The 74th constitutional amendment has on paper devolved power to urban local bodies. But even a cursory look at small towns reveals that elected representatives have little knowledge of their powers or responsibilities, cannot read or frame budgets and fail to generate local resources for planned development. Many of these towns are still transitioning between large village and town, with even basic public services absent, particularly for the poor

As India continues to urbanise, it is its small towns -- whose population is typically around 1 lakh or less -- that should become the focus of new research. This is the ‘other’ urban story, one located outside the metropolitan and larger cities that draw most of the attention and funds both in terms of development and research.

Many small towns are transition points between the urban and the rural. The process of moving from rural to urban throws up unique challenges that require more than standard solutions. This article, based on visits in 2009 to seven small towns in north India -- Madhubani in Bihar, Jhunjhunu in Rajasthan, Rajnandgaon and Janjgir in Chhattisgarh, Sehore in Madhya Pradesh, Narnaul in Haryana and Mirzapur in Uttar Pradesh (1), attempts to set out the challenges of governing such small towns, and limitations of the existing system.

Jhunjhunu, where mohalla samitis have worked well
Jhunjhunu, where mohalla samitis have worked well

The definition of small towns used here is urban settlements with a population of less than 1 lakh although both Jhunjhunu and Mirzapur had populations exceeding 1 lakh. The Census of India differentiates between larger urban agglomerations/towns with populations in excess of 1 lakh and statutory towns and census towns. Statutory towns are places with a municipality, a cantonment board or a notified town area committee. Census towns, on the other hand, are defined as any settlement with a population of at least 5,000, a density greater than 400 persons/sq km, and with over 75% male workers in non-agricultural occupations. These would be large villages that are, in effect, transition towns. The provisional figures for the 2011 census have 4,041 statutory towns, 3,894 census towns, 475 urban agglomerations/towns and 981  outgrowths (defined as areas contiguous to a statutory town but outside the town limits, such as a railway colony, or a university area) (2).
__________
* STATED EXERCISE 1 *
Rewrite the entries starting at the line containing "of the tree" and ending after the line containing "[[301, 431], [505, 410]]", replacing "grass pitch" with "playing field" and leaving everything else unchanged.
__________
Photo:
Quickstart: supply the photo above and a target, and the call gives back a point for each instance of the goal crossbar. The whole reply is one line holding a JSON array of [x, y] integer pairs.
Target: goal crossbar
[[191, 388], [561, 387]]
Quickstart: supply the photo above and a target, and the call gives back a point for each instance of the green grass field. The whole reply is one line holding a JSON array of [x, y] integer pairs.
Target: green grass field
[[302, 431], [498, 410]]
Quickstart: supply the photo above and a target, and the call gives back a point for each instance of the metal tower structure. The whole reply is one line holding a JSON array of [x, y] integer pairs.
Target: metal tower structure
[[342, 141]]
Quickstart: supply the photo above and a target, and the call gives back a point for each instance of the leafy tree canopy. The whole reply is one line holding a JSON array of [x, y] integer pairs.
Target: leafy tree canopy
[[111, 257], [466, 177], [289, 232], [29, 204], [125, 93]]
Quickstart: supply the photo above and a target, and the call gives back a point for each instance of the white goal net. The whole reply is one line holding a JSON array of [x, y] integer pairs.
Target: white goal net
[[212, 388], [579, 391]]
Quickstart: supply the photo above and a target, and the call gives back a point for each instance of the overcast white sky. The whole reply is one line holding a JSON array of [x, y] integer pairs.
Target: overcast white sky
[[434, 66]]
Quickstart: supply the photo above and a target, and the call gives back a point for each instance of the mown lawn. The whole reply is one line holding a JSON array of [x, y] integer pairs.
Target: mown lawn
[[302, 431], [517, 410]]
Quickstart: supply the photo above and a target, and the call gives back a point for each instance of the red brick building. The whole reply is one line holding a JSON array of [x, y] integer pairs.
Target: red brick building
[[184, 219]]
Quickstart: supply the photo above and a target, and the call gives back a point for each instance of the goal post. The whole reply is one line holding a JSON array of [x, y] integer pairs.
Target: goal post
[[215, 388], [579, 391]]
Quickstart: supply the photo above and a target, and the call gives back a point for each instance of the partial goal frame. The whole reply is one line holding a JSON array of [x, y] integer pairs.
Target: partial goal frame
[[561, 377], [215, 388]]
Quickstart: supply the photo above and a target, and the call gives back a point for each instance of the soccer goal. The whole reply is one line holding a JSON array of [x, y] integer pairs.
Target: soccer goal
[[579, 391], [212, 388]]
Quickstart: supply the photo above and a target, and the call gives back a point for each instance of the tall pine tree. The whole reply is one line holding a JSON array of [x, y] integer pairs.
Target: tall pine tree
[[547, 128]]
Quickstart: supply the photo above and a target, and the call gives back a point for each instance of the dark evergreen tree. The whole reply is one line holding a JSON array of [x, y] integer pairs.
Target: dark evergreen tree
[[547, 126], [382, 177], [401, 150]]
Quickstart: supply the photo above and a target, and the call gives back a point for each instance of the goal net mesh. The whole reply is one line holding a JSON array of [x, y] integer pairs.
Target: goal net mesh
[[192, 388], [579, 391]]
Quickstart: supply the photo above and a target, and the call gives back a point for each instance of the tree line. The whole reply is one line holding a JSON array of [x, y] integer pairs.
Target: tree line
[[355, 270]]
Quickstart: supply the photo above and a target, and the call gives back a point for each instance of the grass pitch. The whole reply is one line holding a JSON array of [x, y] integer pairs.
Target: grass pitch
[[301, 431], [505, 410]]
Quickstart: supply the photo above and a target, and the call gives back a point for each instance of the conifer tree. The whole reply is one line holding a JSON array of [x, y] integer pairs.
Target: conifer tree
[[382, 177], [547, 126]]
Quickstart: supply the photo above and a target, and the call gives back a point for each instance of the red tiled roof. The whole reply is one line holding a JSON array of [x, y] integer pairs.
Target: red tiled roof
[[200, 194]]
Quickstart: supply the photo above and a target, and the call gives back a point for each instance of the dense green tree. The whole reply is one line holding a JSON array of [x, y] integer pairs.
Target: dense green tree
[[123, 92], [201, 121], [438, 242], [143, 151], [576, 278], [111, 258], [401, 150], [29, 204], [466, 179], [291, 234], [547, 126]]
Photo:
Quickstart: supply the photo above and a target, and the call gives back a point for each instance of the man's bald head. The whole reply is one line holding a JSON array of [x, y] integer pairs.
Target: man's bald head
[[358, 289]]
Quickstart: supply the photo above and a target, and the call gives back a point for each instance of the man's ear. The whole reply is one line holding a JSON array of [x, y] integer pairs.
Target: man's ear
__________
* STATED EXERCISE 2 *
List the seven small towns in north India that the text on small-town governance says were visited in 2009.

* CORRECT RESULT 1 *
Quickstart: supply the photo above and a target, and the call gives back a point for each instance of the tree line. The whole reply is one line holding a JSON array of [x, y] integer pairs.
Target: tree line
[[355, 270]]
Quickstart: supply the photo above and a target, and the call gives back a point for each instance of the playing field. The whole reply is one line holding a JSON array of [x, y] integer pairs.
Target: playing field
[[301, 431], [505, 410]]

* CORRECT RESULT 2 *
Madhubani, Jhunjhunu, Rajnandgaon, Janjgir, Sehore, Narnaul, Mirzapur